**Stated goal 1**
Using the passage on TCP candidates below, decide whether each statement agrees with it. Give yes or no for each, and quote the deciding words from the passage.
(a) An agent that secures media by running RTP over a TLS connection may include UDP candidates.
(b) An agent using DTLS-SRTP may include a mix of UDP and TCP candidates.
(c) When the peer is not ICE capable, the agents fall back to non-ICE processing of TCP connections based on RFC 4145.
**Stated goal 2**
From the passage on TCP candidates below, repeat word for word the part starting with "If the default" and going on through "on RFC 4145.".

**Passage**
════════════════
If the default candidate is TCP, the agent MUST include the a=setup and a=connection attributes from RFC 4145 [RFC4145] (Yon, D. and G. Camarillo, “TCP-Based Media Transport in the Session Description Protocol (SDP),” September 2005.), following the procedures defined there as if ICE was not in use. Furthermore, the agent MUST select a default TCP candidate matching the type in the a=setup attribute. For example, if an agent selects its passive candidate as default in an offer, and the media stream utilizes RFC 4145, the agent MUST include an a=setup:passive attribute with a passive candidate, and the answerer would utilize an active candidate with the a=setup:active attribute. If the peer is not ICE capable, the agents will fall back to non-ICE processing of TCP connections, which is done based on RFC 4145.
If an agent is utilizing DTLS-SRTP [I‑D.ietf‑avt‑dtls‑srtp] (McGrew, D. and E. Rescorla, “Datagram Transport Layer Security (DTLS) Extension to Establish Keys for Secure Real-time Transport Protocol (SRTP),” February 2009.), it MAY include a mix of UDP and TCP candidates. The SDP MUST be constructed as described in [I‑D.fischl‑mmusic‑sdp‑dtls] (Fischl, J. and H. Tschofenig, “Session Description Protocol (SDP) Indicators for Datagram Transport Layer Security (DTLS),” November 2007.), including the a=setup attribute. DTLS will be utilized irregardless of whether a TCP or UDP candidate is selected. If a TCP candidate is selected by ICE, the directionality attributes (a=setup) are utilized strictly to determine the direction of the DTLS handshake. Directionality of the TCP connection establishment are determined by the ICE attributes and procedures defined here. If an agent is securing media by running RTP over a TLS connection, it MUST NOT include UDP candidates. The SDP MUST be constructed as described in RFC 4572 [RFC4572] (Lennox, J., “Connection-Oriented Media Transport over the Transport Layer Security (TLS) Protocol in the Session Description Protocol (SDP),” July 2006.) and MUST include the a=setup attribute in RFC 4145 [RFC4145] (Yon, D. and G. Camarillo, “TCP-Based Media Transport in the Session Description Protocol (SDP),” September 2005.). The directionality attributes (a=setup) are utilized strictly to determine the direction of the TLS handshake. Directionality of the TCP connection establishment are determined by the ICE attributes and procedures defined here.
════════════════
**Data**
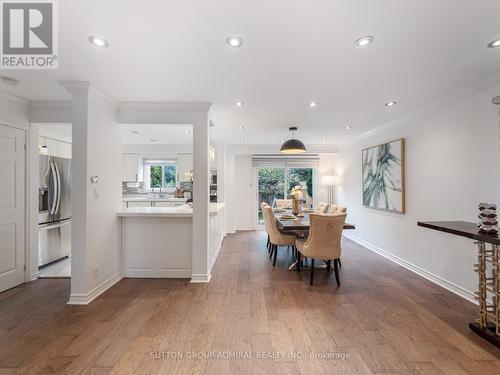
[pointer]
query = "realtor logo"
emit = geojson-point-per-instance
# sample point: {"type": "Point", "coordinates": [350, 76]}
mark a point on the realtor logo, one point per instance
{"type": "Point", "coordinates": [29, 34]}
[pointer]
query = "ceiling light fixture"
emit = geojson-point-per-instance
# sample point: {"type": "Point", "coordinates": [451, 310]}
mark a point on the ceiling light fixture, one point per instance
{"type": "Point", "coordinates": [9, 81]}
{"type": "Point", "coordinates": [99, 42]}
{"type": "Point", "coordinates": [234, 41]}
{"type": "Point", "coordinates": [364, 41]}
{"type": "Point", "coordinates": [293, 146]}
{"type": "Point", "coordinates": [494, 43]}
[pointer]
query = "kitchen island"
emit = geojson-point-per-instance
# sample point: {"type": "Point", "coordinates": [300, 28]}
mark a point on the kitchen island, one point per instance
{"type": "Point", "coordinates": [157, 241]}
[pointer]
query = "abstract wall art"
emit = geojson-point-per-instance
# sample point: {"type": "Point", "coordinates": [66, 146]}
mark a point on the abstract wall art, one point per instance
{"type": "Point", "coordinates": [383, 176]}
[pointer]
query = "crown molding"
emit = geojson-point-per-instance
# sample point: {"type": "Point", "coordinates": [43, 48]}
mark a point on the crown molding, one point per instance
{"type": "Point", "coordinates": [481, 85]}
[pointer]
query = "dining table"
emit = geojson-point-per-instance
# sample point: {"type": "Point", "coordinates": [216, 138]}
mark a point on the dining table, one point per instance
{"type": "Point", "coordinates": [298, 223]}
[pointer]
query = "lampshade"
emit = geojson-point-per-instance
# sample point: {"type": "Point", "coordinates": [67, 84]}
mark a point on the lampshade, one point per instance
{"type": "Point", "coordinates": [293, 146]}
{"type": "Point", "coordinates": [329, 180]}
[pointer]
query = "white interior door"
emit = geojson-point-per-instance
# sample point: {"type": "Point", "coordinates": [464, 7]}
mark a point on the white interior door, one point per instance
{"type": "Point", "coordinates": [12, 212]}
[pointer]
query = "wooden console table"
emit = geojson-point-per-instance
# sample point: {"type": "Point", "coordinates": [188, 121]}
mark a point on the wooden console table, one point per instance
{"type": "Point", "coordinates": [488, 270]}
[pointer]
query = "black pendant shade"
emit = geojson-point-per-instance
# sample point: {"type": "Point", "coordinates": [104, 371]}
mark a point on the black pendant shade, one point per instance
{"type": "Point", "coordinates": [293, 146]}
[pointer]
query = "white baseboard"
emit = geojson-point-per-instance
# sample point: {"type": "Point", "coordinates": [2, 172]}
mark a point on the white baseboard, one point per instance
{"type": "Point", "coordinates": [200, 278]}
{"type": "Point", "coordinates": [448, 285]}
{"type": "Point", "coordinates": [86, 298]}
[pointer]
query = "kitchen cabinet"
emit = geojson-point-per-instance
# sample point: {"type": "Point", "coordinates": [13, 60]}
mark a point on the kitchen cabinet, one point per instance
{"type": "Point", "coordinates": [55, 147]}
{"type": "Point", "coordinates": [131, 164]}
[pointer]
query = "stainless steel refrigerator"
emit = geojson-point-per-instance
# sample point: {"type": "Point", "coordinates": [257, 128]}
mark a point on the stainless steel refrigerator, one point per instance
{"type": "Point", "coordinates": [54, 209]}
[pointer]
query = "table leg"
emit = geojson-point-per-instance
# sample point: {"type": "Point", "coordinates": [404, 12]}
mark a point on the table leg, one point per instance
{"type": "Point", "coordinates": [488, 294]}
════════════════
**Expected answer 1**
(a) No: "If an agent is securing media by running RTP over a TLS connection, it MUST NOT include UDP candidates."
(b) Yes: "it MAY include a mix of UDP and TCP candidates."
(c) Yes: "If the peer is not ICE capable, the agents will fall back to non-ICE processing of TCP connections, which is done based on RFC 4145."

**Expected answer 2**
If the default candidate is TCP, the agent MUST include the a=setup and a=connection attributes from RFC 4145 [RFC4145] (Yon, D. and G. Camarillo, “TCP-Based Media Transport in the Session Description Protocol (SDP),” September 2005.), following the procedures defined there as if ICE was not in use. Furthermore, the agent MUST select a default TCP candidate matching the type in the a=setup attribute. For example, if an agent selects its passive candidate as default in an offer, and the media stream utilizes RFC 4145, the agent MUST include an a=setup:passive attribute with a passive candidate, and the answerer would utilize an active candidate with the a=setup:active attribute. If the peer is not ICE capable, the agents will fall back to non-ICE processing of TCP connections, which is done based on RFC 4145.